### Material provided
━━━━━━━━

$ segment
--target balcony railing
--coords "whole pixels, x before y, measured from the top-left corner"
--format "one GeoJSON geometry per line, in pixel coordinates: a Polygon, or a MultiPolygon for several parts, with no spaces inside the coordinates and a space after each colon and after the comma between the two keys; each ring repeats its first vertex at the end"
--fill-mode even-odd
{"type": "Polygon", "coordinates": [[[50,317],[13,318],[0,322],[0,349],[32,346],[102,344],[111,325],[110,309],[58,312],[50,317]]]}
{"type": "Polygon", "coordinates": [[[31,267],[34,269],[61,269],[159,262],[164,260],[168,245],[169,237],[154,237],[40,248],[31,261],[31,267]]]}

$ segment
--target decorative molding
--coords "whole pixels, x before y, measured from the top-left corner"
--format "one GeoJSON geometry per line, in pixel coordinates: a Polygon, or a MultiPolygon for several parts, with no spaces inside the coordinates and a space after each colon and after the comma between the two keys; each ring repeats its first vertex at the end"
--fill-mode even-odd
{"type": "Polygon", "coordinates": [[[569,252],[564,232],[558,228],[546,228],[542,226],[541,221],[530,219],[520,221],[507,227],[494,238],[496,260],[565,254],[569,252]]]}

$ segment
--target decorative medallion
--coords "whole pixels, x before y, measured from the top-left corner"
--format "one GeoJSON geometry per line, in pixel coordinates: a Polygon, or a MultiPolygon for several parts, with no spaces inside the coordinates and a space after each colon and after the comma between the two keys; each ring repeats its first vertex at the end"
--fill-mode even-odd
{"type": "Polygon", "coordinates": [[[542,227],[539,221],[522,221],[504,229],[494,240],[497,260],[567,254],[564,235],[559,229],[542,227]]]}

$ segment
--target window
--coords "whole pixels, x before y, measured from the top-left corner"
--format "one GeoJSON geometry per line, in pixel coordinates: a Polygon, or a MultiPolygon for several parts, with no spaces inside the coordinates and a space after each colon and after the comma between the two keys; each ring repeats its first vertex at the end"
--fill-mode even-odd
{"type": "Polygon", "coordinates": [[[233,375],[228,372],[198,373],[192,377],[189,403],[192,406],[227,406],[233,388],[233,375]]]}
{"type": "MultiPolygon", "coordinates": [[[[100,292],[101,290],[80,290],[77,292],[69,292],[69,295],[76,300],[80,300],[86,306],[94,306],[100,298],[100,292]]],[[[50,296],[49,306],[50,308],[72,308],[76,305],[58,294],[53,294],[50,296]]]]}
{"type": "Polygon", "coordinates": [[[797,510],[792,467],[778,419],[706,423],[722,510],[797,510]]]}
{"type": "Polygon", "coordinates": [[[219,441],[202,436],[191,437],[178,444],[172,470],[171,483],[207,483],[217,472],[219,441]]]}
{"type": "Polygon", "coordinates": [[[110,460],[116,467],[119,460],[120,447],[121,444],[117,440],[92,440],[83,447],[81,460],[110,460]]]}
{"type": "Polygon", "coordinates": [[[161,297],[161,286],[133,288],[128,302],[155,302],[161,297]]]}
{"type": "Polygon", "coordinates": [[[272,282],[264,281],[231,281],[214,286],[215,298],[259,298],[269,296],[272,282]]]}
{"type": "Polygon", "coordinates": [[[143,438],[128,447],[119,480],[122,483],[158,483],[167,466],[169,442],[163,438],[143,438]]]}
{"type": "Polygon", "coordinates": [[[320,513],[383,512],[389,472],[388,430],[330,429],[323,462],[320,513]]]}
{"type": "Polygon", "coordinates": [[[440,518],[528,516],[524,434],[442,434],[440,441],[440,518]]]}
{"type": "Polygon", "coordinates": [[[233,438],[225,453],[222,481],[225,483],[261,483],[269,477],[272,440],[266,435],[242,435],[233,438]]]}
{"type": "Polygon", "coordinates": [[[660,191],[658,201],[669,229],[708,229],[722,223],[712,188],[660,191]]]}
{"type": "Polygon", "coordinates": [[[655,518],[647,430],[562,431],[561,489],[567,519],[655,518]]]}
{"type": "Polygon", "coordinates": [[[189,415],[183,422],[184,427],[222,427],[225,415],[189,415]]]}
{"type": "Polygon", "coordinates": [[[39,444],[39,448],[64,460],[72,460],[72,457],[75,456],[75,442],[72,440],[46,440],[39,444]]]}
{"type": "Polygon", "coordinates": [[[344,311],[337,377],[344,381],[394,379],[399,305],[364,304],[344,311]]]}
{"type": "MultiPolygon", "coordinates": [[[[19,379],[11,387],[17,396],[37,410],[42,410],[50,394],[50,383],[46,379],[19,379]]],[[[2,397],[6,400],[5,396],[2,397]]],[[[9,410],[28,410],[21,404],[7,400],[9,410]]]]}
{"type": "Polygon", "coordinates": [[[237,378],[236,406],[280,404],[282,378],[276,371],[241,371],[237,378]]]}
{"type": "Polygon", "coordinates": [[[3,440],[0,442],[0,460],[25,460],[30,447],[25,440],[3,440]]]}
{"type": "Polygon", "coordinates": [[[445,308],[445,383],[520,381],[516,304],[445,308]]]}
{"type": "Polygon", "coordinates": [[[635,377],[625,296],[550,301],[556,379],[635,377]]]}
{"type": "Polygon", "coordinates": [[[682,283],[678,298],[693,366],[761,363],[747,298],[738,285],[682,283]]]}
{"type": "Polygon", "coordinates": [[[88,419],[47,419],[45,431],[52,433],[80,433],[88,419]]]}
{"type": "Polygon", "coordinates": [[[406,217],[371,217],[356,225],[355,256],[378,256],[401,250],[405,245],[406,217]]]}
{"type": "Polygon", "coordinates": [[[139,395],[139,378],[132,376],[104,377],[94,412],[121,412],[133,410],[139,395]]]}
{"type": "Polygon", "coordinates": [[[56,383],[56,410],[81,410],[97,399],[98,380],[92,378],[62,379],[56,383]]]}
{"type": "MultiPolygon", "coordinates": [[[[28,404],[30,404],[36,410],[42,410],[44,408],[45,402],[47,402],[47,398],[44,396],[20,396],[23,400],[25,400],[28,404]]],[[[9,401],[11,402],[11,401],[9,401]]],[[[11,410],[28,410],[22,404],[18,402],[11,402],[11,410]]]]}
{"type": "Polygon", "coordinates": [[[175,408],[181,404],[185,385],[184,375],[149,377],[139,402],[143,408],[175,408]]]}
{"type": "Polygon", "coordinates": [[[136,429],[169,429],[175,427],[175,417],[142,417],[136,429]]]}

━━━━━━━━

Copy out all lines from the records where the word "decorative" appears.

### Problem solution
--target decorative molding
--target decorative medallion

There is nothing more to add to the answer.